EXCERTO SELECIONADO>
↓↓↓

Isto nos deveria conduzir à reflexão acerca do significado do fim
da era kirchnerista encarado por alguns como um tropeço resultante de
uma derrota eleitoral por margem escassa e por outros como o produto de uma
manipulação mediática prolongada combinada com
operações da máfia judicial, de grupos económicos
concentrados e do aparelho de inteligência dos Estados Unidos. Esta
última avaliação está mais próxima da
realidade, contudo é insuficiente. O
"golpe brando"
existiu (o que pulveriza a suposta legitimidade democrática do governo
actual) mas falta explicar porque teve êxito.
Se nos limitarmos a certos aspectos económicos do tema podemos observar
que o motor externo começou a arrefecer a partir de 2012, a seguir
à breve recuperação da recessão global de 2009. A
situação agravou-se desde meados de 2014 quando os preços
das
commodities
caíram a pique. A economia então passou a uma etapa de
crescimentos anémicos sustentados pelo mercado interno. Os grandes
exportadores aumentaram suas pressões destinadas a obter
benefícios na economia nacional que lhes permitissem compensar os
menores lucros externos convergindo com interesses financeiros e agrupando o
conjunto da direita mediática, judicial e política. Tratou-se de
uma matilha que se foi fortalecendo à medida que o seu inimigo perdia
espaço económico e que se acentuava a crise global.

↑↑↑

DADOS FORNECIDOS>
↓↓↓

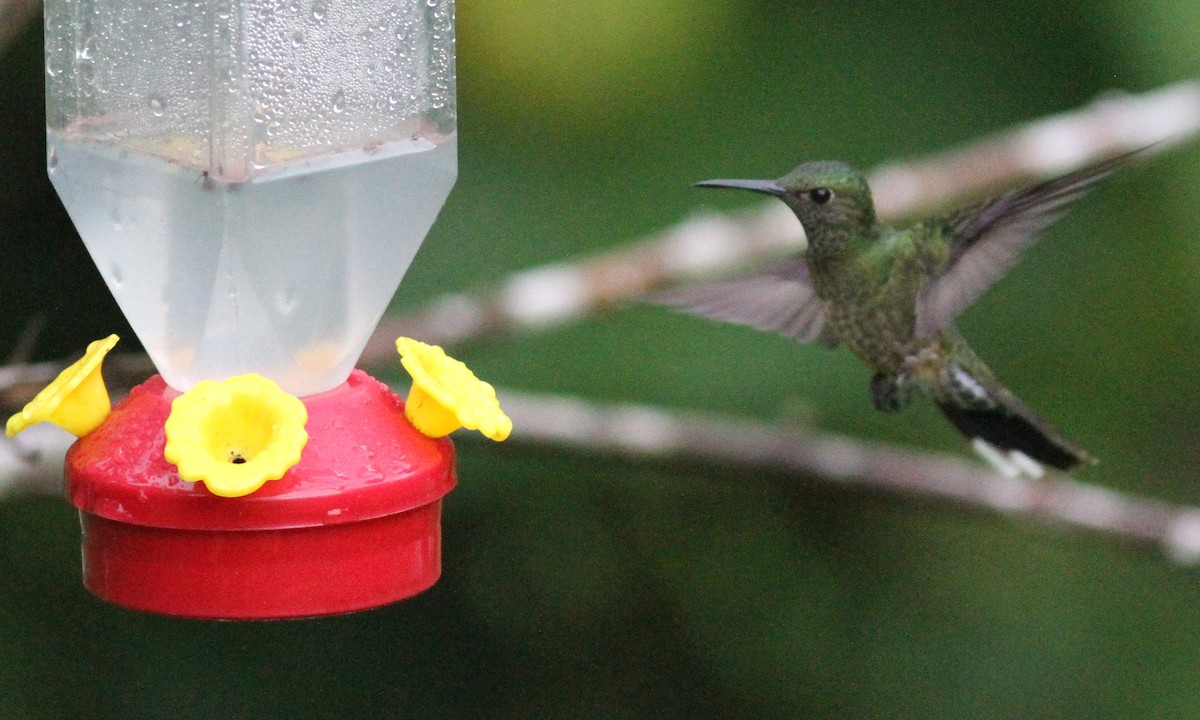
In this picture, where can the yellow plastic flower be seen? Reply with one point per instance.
(235, 435)
(447, 395)
(77, 400)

↑↑↑

REQUISITOS DA TAREFA> Prolongue o texto sobre o fim da era kirchnerista, começando logo depois da última frase apresentada.

PROBLEMA RESOLVIDO>
Os equilíbrios do governo tornaram-se cada vez mais instáveis. As
comportas neokeynesianas que bloqueavam a maré começaram a sofrer
fissuras para finalmente desmoronarem. A candidatura presidencial de Daniel
Scioli foi uma opção defensiva e fraca que não pôde
evitar o colapso. Desencadeou-se então (foi desencadeada) a
recessão e diversos sinais nacionais e internacionais indicam-nos que
está para ficar. Encontramo-nos diante do começo de uma
depressão económica, resultado da reprodução de um
sistema que entrou numa fase de contracção desordenada.
Uma referência importante é a da saída da recessão
verificada a partir de 2003. Nesse período convergiram dois factores
principais: a alta dos preços internacionais das
commodities
e a reanimação do mercado interno.
O
"motor externo"
foi impulsionado pelo auge de mercados emergentes como os da China ou Brasil,
entre outros, o que permitiu uma melhoria substancial das contas externas da
Argentina. Os preços das
commodities
experimentaram altas notáveis nesses anos, impulsionados não
só pela expansão da procura internacional como também pelo
crescimento da especulação financeira. As operações
globais com produtos financeiros derivados baseados em
commodities
em Dezembro de 2003 chegavam a 1,4 milhão de milhões de
dólares, em Dezembro de 2005 alcançavam os 5,4 milhões de
milhões, em Junho de 2007 chegavam aos 8,2 milhões de
milhões e em Junho de 2008 aos 13,1 milhões de milhões de
dólares.
[4]
Pelo seu lado, o
"motor interno"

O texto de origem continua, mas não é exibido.